═══ SOURCE DOCUMENT ═══

Cause: Red Hat removed the chkconfig package in
the Red Hat Enterprise Linux (RHEL) 9 distribution, for more details see the Red Hat Knowledge base.
Action:
Verify the Issue
Confirm the environment uses Red Hat Enterprise Linux 9.x by
running the following
command:
$ cat /etc/redhat-release
Red Hat Enterprise Linux release 9.3 (Plow)
The messages below highlight the problem that the OS/family was
not identified correctly using the rules present in agentcore script and the
install will attempt to set up agent service using init.d
and not systemctl on RHEL 9x.
$ rpm -ivh oracle.mgmt_agent.231118.1208.Linux-x86_64.rpm
Verifying... ################################# [100%]
Preparing... ################################# [100%]
Checking pre-requisites
Checking if any previous agent service exists
Checking if OS has systemd or initd
Checking available disk space for agent install
Checking if /opt/oracle/mgmt_agent directory exists
Checking if 'mgmt_agent' user exists
'mgmt_agent' user already exists, the agent will proceed installation without creating a new one.
Checking Java version
Trying /omc/java/jdk1.8.0_391
Java version: 1.8.0_391 found at /omc/java/jdk1.8.0_391/bin/java
Checking agent version
Updating / installing...
1:oracle.mgmt_agent-231118.1208.1################################# [100%]
Executing install
Unpacking software zip
Copying files to destination dir (/opt/oracle/mgmt_agent)
Initializing software from template
Checking if JavaScript engine is available to use
Creating 'mgmt_agent' daemon
mgmt_agent service creation failed. Reason: Detected Linux:
Installing the mgmt_agent daemon...
ln: failed to create symbolic link '/etc/init.d/mgmt_agent': No such file or directory
ln: failed to create symbolic link '/etc/rc3.d/K20mgmt_agent': No such file or directory
ln: failed to create symbolic link '/etc/rc3.d/S20mgmt_agent': No such file or directory
ln: failed to create symbolic link '/etc/rc5.d/S20mgmt_agent': No such file or directory
ln: failed to create symbolic link '/etc/rc5.d/K20mgmt_agent': No such file or directory
Service not installed.
warning: %post(oracle.mgmt_agent-231118.1208-1.x86_64) scriptlet failed, exit status 1
Verify the chkconfig package is missing
as described in the following article on the Red Hat Knowledge base.
Solution 1 - Install the chkconfig package
Install the missing package by executing the following
command:
$ dnf install chkconfig
Validate the package exists in the environment by executing the following
command:
$ rpm -qa | grep chkconfig
Install the Management Agent again.
Solution 2 - Without Installing the chkconfig package
Note
This is a workaround, only use this solution if the chkconfig
package can not be installed. The recommended solution is to install the
chkconfig package.

═══ GIVEN INFORMATION ═══

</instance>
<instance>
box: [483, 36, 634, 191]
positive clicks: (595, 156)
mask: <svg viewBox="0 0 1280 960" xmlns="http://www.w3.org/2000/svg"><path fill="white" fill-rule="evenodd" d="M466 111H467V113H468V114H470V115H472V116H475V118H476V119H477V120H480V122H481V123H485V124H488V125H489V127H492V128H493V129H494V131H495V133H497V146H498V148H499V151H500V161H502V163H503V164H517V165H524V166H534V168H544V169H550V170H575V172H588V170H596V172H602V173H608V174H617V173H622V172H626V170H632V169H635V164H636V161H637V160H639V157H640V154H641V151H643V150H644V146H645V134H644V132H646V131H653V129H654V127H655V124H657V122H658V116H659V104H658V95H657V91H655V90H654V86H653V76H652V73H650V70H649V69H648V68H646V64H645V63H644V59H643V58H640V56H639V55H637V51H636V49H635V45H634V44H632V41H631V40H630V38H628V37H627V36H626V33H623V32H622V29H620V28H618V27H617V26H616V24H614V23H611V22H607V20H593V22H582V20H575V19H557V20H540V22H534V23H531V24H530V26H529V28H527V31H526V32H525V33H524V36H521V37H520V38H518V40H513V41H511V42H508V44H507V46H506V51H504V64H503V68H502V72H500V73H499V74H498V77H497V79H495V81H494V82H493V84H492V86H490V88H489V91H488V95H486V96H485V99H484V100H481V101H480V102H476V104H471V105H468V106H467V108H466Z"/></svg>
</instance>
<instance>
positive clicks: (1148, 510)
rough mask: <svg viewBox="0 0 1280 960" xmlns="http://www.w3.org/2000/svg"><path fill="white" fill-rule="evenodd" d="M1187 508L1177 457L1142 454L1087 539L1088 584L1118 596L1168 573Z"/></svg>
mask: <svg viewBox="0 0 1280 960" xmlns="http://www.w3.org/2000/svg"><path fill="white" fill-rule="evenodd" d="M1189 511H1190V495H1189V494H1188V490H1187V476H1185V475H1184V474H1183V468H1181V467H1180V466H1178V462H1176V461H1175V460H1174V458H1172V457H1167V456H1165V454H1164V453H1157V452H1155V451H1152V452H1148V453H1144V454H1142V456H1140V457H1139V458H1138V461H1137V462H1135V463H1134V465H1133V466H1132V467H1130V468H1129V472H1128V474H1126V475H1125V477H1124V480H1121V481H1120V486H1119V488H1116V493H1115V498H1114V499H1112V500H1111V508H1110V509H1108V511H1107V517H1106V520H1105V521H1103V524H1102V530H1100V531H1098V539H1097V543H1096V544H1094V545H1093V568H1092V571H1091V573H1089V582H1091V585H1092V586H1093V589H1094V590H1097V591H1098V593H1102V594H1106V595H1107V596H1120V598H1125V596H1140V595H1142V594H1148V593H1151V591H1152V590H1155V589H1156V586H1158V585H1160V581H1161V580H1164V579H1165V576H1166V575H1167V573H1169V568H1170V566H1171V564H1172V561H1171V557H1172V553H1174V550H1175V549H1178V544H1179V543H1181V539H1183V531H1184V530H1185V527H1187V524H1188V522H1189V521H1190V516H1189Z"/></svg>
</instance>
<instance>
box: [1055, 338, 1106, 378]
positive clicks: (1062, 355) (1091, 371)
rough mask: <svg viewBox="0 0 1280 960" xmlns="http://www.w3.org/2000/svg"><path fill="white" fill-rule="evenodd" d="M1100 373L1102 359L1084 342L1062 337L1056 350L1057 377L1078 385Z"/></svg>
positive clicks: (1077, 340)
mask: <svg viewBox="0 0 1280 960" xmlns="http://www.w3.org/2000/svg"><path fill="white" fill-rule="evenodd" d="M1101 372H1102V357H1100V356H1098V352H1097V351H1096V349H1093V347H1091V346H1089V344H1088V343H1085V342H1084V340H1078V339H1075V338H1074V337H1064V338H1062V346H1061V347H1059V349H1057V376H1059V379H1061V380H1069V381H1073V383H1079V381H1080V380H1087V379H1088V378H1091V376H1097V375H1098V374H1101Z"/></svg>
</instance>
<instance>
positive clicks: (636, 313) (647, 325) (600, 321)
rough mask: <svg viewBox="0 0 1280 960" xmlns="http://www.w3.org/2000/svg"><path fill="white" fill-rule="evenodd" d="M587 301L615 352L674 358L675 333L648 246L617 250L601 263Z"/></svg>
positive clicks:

═══

#### [ACTIONS TO TAKE]
1. Based on the RHEL 9 troubleshooting text, do these statements agree with it? Answer yes or no for each and quote the words that settle it.
(a) The chkconfig package was removed in the RHEL 9 distribution.
(b) Solution 2 is the recommended fix.
(c) The install found Java version 1.8.0_391.
2. In one to three sentences, explain why the install tries to set up the agent service with init.d rather than systemctl on RHEL 9, according to the RHEL 9 troubleshooting text.
3. Answer these from the RHEL 9 troubleshooting text:
(a) What command confirms the system runs Red Hat Enterprise Linux 9.x?
(b) What command installs the missing package?
(c) What directory are the agent files copied to?

#### [OUTPUTS BY TASK]
1.
(a) Yes: "Red Hat removed the chkconfig package in the Red Hat Enterprise Linux (RHEL) 9 distribution"
(b) No: "The recommended solution is to install the chkconfig package."
(c) Yes: "Java version: 1.8.0_391 found at /omc/java/jdk1.8.0_391/bin/java"

2. The rules in the agentcore script did not identify the OS/family correctly. As a result, the install tries to set up the agent service using init.d and not systemctl on RHEL 9.

3.
(a) cat /etc/redhat-release
(b) dnf install chkconfig
(c) /opt/oracle/mgmt_agent